--- Instructions for the task ---
Give the material again from the line with "Where can the blue bicycle" up to and including the line with "column 400, row 335", swapping "blue bicycle" for "green bicycle" and leaving everything else unchanged. Return only those lines.

--- Records supplied ---
* BEGIN *

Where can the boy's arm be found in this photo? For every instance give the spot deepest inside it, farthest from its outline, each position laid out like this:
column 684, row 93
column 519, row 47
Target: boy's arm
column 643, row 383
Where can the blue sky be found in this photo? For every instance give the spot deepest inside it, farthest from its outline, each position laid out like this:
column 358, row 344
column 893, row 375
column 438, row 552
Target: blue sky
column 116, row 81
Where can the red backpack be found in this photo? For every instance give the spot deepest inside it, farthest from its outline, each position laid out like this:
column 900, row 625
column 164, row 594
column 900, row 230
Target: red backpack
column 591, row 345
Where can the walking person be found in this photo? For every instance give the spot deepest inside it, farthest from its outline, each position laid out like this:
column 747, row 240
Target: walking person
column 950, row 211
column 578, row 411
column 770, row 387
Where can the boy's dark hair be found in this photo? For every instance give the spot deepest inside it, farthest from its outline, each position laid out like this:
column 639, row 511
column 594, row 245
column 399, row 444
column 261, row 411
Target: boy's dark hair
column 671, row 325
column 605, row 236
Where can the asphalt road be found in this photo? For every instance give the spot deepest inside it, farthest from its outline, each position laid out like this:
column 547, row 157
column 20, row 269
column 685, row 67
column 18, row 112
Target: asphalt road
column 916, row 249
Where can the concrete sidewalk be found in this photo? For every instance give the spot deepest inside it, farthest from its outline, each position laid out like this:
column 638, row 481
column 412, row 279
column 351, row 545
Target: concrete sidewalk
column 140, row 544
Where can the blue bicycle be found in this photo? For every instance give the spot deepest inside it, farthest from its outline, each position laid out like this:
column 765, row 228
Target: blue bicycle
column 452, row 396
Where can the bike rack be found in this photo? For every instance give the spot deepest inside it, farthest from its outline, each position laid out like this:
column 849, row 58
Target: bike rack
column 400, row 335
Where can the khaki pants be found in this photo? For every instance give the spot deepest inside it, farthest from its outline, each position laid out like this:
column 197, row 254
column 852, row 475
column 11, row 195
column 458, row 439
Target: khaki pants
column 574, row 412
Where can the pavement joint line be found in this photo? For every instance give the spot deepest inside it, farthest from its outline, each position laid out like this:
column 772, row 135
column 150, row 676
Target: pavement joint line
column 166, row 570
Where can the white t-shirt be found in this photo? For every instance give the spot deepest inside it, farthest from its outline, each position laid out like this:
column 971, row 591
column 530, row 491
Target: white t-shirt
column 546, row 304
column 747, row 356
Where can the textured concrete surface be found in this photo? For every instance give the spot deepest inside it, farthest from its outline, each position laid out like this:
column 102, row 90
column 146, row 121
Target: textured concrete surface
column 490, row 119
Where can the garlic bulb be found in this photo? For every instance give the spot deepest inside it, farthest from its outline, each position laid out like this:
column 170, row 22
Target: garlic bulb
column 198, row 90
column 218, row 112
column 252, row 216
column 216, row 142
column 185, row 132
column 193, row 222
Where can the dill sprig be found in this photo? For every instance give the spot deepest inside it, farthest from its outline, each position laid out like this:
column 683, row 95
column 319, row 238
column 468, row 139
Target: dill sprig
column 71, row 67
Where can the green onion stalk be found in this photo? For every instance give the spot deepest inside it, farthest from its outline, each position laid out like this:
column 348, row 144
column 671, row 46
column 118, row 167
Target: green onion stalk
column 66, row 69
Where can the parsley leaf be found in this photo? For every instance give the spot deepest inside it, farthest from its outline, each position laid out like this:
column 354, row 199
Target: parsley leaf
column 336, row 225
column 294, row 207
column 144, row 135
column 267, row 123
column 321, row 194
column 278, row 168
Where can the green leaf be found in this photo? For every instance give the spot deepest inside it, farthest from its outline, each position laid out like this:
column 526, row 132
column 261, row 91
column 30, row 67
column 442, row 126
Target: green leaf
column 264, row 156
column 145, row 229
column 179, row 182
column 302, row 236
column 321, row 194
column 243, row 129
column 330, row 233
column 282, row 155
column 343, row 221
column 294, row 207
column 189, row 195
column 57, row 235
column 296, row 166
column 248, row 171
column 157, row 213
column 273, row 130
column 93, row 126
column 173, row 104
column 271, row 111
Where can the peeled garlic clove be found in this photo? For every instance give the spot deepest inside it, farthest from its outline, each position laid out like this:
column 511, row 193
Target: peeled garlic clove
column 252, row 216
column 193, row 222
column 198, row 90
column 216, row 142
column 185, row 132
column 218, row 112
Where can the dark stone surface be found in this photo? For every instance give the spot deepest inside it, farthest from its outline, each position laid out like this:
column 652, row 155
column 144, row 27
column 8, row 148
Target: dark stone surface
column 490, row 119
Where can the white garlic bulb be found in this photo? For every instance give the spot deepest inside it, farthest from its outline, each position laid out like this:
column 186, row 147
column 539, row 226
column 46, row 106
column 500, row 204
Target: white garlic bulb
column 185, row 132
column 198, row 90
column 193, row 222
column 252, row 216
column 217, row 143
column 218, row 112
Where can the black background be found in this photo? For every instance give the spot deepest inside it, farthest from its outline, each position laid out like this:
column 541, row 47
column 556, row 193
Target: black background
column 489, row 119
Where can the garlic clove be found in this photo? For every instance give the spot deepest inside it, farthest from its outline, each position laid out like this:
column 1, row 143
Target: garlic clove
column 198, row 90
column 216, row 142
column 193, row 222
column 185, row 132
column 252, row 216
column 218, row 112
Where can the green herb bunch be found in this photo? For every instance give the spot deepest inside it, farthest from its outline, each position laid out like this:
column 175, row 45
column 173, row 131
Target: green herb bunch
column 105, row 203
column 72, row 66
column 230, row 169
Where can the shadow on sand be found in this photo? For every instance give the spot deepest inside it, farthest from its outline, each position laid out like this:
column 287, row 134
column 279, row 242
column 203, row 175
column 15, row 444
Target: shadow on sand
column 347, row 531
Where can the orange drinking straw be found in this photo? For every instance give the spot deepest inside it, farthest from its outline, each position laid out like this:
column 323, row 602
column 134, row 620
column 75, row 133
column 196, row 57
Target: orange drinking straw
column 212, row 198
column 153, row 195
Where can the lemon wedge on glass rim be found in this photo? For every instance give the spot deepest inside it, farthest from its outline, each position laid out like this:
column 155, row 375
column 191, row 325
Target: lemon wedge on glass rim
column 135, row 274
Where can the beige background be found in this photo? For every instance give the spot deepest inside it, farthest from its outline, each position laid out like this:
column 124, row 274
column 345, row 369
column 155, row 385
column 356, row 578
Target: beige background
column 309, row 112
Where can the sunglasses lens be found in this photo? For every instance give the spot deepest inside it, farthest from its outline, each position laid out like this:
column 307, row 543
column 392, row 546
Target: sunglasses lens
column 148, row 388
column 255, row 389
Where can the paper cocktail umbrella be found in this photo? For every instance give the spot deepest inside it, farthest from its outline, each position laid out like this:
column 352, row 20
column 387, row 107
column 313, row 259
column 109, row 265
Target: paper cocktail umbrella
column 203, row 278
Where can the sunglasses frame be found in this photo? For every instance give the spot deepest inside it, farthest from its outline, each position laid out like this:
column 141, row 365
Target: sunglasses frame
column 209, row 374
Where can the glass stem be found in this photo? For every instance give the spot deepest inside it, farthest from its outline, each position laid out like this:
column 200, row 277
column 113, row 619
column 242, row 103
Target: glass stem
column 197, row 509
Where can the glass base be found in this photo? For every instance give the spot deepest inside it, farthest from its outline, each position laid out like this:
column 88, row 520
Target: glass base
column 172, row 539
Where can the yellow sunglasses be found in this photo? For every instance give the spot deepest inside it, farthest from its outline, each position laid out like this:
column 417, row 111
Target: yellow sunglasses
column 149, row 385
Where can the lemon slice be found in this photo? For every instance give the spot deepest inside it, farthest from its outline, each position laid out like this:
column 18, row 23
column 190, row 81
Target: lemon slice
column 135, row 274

* END *

--- Solution for this problem ---
Where can the green bicycle be found in this photo? For every instance give the spot deepest inside it, farthest from its outline, each position laid out like this:
column 765, row 228
Target: green bicycle
column 452, row 396
Where can the bike rack be found in this photo? For every instance give the spot deepest inside it, farthest from its outline, each position laid out like this:
column 849, row 58
Target: bike rack
column 400, row 335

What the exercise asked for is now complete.